| Task objective |
All lines below must be repeated exactly, with the pictures omitted.

| Records to use |

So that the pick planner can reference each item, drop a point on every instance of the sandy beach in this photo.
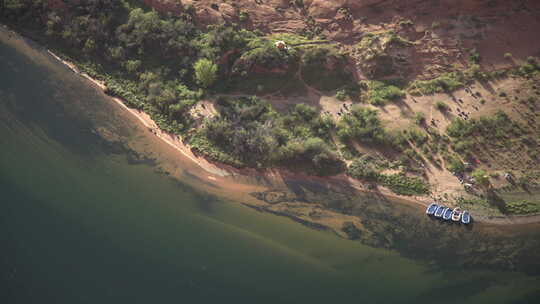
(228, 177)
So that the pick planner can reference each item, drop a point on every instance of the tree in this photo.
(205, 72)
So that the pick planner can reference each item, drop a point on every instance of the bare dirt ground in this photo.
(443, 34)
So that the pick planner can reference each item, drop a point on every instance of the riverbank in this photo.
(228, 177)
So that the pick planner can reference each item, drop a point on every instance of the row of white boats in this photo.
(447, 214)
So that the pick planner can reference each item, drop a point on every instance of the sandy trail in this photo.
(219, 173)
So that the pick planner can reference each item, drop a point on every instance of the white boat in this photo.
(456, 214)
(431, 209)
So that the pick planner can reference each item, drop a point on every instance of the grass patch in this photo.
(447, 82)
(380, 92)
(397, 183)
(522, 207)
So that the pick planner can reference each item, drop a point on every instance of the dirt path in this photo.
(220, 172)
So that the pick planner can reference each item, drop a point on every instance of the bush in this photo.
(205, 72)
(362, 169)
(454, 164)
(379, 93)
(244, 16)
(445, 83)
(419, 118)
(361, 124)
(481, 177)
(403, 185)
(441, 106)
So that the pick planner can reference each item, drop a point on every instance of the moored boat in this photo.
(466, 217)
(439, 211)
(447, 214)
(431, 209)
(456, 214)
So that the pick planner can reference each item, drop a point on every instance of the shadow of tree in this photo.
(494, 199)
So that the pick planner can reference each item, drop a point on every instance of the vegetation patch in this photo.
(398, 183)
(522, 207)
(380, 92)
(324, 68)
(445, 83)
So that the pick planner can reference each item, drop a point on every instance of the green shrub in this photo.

| Output for this exercise |
So that the pick planner can reference each item, drop a point on every instance of the sandy beach in this photo.
(228, 177)
So that the pick planner can reference each item, drop a point on every instance of the tree in this photo.
(205, 72)
So that the pick planner can reference each item, drop a point on every instance of the bare dirt ground in this photo.
(443, 34)
So that the pick planner can reference each item, drop a point on every instance of the riverbank in this photo.
(228, 177)
So that the pick planner can reference each item, drop a point on every instance of the row of white boats in this photo.
(447, 214)
So that the pick planner can reference each item, drop a point on every instance of the sandy trail in this photo.
(219, 173)
So that the pick planner can reference each item, drop a point on every instance of the white boat in this photo.
(456, 214)
(431, 209)
So that the pick planner can reference each item, drop a point on every instance of the grass patch in this photo.
(447, 82)
(380, 92)
(397, 183)
(522, 207)
So that the pick planner can reference each item, drop a point on every instance of the dirt path in this photo.
(220, 172)
So that the pick planner can reference each item, drop a point on every instance of the bush in this photo.
(205, 72)
(362, 169)
(454, 164)
(379, 93)
(244, 16)
(445, 83)
(419, 118)
(361, 124)
(481, 177)
(403, 185)
(441, 106)
So that the pick planner can reference each item, drop a point on every instance of the moored boat in this photo.
(466, 217)
(439, 211)
(447, 214)
(431, 209)
(456, 214)
So that the pick planner can reference each item, drop a point on every instance of the shadow of tree in this photo.
(494, 199)
So that the pick planner can reference each item, drop a point on every instance of the vegetation patch in this photo.
(398, 183)
(522, 207)
(380, 92)
(324, 68)
(445, 83)
So that the pick planner can reference each item, drop a point on every instance of the green shrub in this photo.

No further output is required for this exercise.